***** Trecho do documento

Sem a fácil tentação de repetir análises de fora, desde logo, a pesquisadora anuncia sua autonomia de pensamento. Ela foge da facilidade, por exemplo, de mostrar a cozinha, local feminino por excelência, e aponta como seria relevante comparar o gabinete médico à cozinha brasileira. Diferentemente dos Estados Unidos, onde o engenheiro foi o protagonista das mudanças e onde a automação e o planejamento industrial eram centrais; em desacordo com a Europa, onde os arquitetos redesenharam as cozinhas; no Brasil, sugere Vânia de Carvalho, a modernização das cozinhas teve como referência as transformações do consultório médico.

**********

### Lista de atividades
[a] Responda, com base no trecho do documento:
(i) O que a pesquisadora aponta como relevante comparar?
(ii) Quem redesenhou as cozinhas na Europa?
(iii) O que era central nos Estados Unidos?
[b] Por favor, reproduza literalmente a parte do trecho do documento começando em "Sem a fácil" e terminando em "do consultório médico.".

***** Dados do exercício

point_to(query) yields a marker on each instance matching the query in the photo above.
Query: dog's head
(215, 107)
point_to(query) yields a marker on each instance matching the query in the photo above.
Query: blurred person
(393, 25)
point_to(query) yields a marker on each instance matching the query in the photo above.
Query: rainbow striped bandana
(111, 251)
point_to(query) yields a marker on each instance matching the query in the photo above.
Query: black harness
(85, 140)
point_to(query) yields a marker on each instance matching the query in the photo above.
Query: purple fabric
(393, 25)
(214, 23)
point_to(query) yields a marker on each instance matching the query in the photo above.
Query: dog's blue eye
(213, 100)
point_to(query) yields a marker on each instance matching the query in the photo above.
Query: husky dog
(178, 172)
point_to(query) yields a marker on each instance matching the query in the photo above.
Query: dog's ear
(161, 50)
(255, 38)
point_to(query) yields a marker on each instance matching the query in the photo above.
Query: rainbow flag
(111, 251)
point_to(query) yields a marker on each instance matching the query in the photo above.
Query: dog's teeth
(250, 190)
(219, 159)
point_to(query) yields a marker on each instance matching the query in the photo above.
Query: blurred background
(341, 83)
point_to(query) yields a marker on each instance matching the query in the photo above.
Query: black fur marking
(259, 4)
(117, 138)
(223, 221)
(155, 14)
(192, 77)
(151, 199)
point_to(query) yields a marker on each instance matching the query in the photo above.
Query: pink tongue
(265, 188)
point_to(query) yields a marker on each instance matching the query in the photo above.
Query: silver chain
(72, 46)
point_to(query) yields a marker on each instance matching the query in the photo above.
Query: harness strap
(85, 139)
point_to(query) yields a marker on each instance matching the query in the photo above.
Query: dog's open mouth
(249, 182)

**********

### Respostas dos exercícios
[a]
(i) O gabinete médico à cozinha brasileira.
(ii) Os arquitetos.
(iii) A automação e o planejamento industrial.

[b]
Sem a fácil tentação de repetir análises de fora, desde logo, a pesquisadora anuncia sua autonomia de pensamento. Ela foge da facilidade, por exemplo, de mostrar a cozinha, local feminino por excelência, e aponta como seria relevante comparar o gabinete médico à cozinha brasileira. Diferentemente dos Estados Unidos, onde o engenheiro foi o protagonista das mudanças e onde a automação e o planejamento industrial eram centrais; em desacordo com a Europa, onde os arquitetos redesenharam as cozinhas; no Brasil, sugere Vânia de Carvalho, a modernização das cozinhas teve como referência as transformações do consultório médico.